» VORGEGEBENES ZIEL: Wie alt ist Anton van Dyck laut dem Seitenauszug geworden?

» SEITENAUSZUG:

------------------------

Um nach so viel Introspektion mal wieder etwas Distanz hineinzubringen, möchte ich nach langer Zeit mal wieder in die Welt der Malerei wechseln. Und zwar zu Anton van Dyck. Ich bin fasziniert von seinen Porträts, lange ohne zu wissen, weshalb. Seine Bilder sehen auf den ersten Blick so konventionell aus, es gibt Hunderte ähnlicher Porträts aus der Epoche. Aber während ich sonst in Museen die Säle mit den Porträts meist eher langweilig finde, ist es mir immer wieder passiert, dass ich vor einem Bild dann doch stehengeblieben bin und dann gesehen habe: Ah, ein van Dyck! Es muss etwas Besonderes in ihnen liegen, was mich in seinen Bann zieht.
Und als ich eben nach einigen Beispielen suchte, um sie hier zu zeigen, wusste ich plötzlich den Grund: Es ist seine Fähigkeit, sowohl das Strenge, das Einengende der ausladenden weißen Kragen, der Rüstungen etc. darzustellen, als auch die sehr lebendigen Menschen, die darin stecken. Ich finde seine Bilder (oder die Dargestellten?) keineswegs konventionell. Vielleicht passt es sogar zum Thema von Form und Formlosigkeit. Nun waren die Dargestellten gewiss nicht formlos, vermutlich eher im Gegenteil. Aber ich finde, sie strahlen auf eine ungemein subtile Weise sehr viel Freiheit innerhalb ihrer jeweiligen Formen aus.
Zuerst habe ich mich über die Halskrausen informiert. Ob sie praktische Zwecke erfüllten, weiß ich nicht. Jedenfalls sind sie am königlichen Hof und in Adelskreisen von Spanien im 16. Jahrhundert Mode gewesen. Man hat sie nach nicht langer Zeit in etwas abgeflachtere Krausen abgewandelt- und in dieser Form sind sie in den Niederlanden z.B. innerhalb der bürgerlichen Gesellschaft auch noch lange modern gewesen. Abgeschafft wurden sie wegen ihrer Unbequemlichkeit und Einengung – die so hervorstechend ist.
Desweiteren lese ich, dass van Dyck 42 Jahre alt geworden ist, und es scheint mir fast unmöglich, wie er innerhalb dieser kurzen Zeit eine derartige Fülle von Bildern hat malen können. Selbst, wenn man davon ausgeht, er habe Malergehilfen gehabt, ist die Arbeitsleistung ganz unfassbar.

------------------------

» ERFASSTE ANGABEN:
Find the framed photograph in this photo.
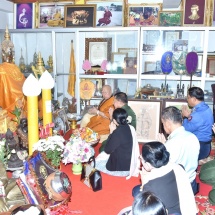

------------------------

» ERGEBNIS: 42 Jahre.